Directive. List every rule number named in the check-box provisions of the Form 8-K below, along with the act each falls under.

Supplied text.
────────
United States
SECURITIES AND EXCHANGE COMMISSION
Washington, D.C. 20549
FORM 8-K
CURRENT REPORT
PURSUANT TO SECTION 13 OR 15(d) OF
THE SECURITIES EXCHANGE ACT OF 1934
Date of Report (date of earliest event reported): May 22, 2019
Communications Systems, Inc.
(Exact name of Registrant as Specified in its Charter)
Minnesota
(State Or Other Jurisdiction Of Incorporation)
001-31588 | 41-0957999 |
(Commission File Number) | (I.R.S. Employer Identification No.) |
10900 Red Circle Drive Minnetonka, MN |
55343 |
(Address Of Principal Executive Offices) | (Zip Code) |
(952) 996-1674
Registrant’s Telephone Number, Including Area Code
Check the appropriate box below if the Form 8-K filing is intended to simultaneously satisfy the filing obligation of the registrant under any of the following provisions:
☐ Written communications pursuant to Rule 425 under the Securities Act
☐ Soliciting material pursuant to Rule 14a-12 under the Exchange Act
☐ Pre-commencement communications pursuant to Rule 14d-2(b) under the Exchange Act
☐ Pre-commencement communications pursuant to Rule 13e-4(c) under the Exchange Act
Securities registered pursuant to Section 12(b) of the Act:
Title of each class | Trading Symbol |
Name of each exchange on which registered | ||
Common stock, par value $0.05 | JCS | NASDAQ Global Market |
If an emerging growth company, indicate by check mark if the registrant has elected not to use the extended transition period for complying with any new or revised financial accounting standards provided pursuant to Section 13(a) of the Exchange Act. ☐
Item 5.07 Submission of Matters to Vote of Security Holders
Communications Systems, Inc. (the "Company") held its 2019 Annual Meeting of Shareholders on May 22, 2019. The proposals considered at the Company's 2019 Annual Meeting are described in detail in the Company's Proxy Statement. Of the 9,308,521 shares of the Company's common stock outstanding and entitled to vote at the meeting, 8,294,618 shares or 89.1% of the outstanding shares, were present either in person or by proxy.
────────
Data lines.
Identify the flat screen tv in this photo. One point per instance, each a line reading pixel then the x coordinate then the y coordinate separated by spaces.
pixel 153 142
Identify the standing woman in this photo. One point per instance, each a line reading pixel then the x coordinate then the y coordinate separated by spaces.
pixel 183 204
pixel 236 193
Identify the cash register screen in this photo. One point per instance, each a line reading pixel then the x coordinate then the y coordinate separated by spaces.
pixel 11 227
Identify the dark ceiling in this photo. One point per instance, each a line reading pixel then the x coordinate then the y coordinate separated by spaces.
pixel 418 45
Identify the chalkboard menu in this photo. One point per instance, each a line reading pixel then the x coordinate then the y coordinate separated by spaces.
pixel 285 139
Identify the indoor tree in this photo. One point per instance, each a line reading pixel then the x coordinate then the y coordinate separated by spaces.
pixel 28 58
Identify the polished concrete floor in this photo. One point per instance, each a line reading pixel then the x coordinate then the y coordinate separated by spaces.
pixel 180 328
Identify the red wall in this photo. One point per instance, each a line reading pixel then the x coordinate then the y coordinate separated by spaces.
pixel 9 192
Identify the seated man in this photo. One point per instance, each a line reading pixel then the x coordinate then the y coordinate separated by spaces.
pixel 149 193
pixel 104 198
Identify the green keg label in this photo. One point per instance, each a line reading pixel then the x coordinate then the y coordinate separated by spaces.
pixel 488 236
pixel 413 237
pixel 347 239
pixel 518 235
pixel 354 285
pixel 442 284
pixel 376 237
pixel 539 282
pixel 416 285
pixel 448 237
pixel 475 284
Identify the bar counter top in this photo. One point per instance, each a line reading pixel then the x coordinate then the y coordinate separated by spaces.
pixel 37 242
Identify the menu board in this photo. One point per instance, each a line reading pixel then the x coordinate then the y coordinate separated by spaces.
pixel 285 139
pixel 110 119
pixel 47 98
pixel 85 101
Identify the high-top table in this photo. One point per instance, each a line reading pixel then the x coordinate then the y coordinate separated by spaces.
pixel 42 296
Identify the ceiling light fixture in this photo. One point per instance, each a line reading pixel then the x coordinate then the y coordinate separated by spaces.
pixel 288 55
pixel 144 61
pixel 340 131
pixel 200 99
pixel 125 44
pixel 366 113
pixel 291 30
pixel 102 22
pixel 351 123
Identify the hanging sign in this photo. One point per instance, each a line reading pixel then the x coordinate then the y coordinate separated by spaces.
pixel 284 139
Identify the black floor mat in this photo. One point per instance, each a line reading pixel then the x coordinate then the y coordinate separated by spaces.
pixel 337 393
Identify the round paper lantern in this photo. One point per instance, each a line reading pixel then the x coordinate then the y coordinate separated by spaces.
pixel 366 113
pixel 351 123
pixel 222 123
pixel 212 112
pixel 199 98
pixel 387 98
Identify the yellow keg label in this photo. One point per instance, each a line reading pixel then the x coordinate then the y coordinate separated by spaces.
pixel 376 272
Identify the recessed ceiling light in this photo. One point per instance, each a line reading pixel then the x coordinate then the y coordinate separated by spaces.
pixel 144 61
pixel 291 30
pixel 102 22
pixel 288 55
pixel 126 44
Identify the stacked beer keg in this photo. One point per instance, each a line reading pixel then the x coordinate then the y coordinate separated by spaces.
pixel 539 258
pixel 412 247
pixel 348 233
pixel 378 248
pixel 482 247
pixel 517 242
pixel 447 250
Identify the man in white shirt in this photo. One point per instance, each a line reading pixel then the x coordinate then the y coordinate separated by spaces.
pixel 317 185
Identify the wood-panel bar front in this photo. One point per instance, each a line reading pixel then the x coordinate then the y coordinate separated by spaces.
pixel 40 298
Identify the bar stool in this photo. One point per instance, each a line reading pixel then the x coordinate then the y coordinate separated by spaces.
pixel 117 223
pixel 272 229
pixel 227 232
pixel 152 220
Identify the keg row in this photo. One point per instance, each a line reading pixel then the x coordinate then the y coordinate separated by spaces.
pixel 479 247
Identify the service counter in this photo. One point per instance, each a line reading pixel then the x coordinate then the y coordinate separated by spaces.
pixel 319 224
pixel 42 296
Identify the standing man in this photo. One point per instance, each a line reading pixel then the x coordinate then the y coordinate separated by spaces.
────────
Response to the task.
- Rule 425 under the Securities Act
- Rule 14a-12 under the Exchange Act
- Rule 14d-2(b) under the Exchange Act
- Rule 13e-4(c) under the Exchange Act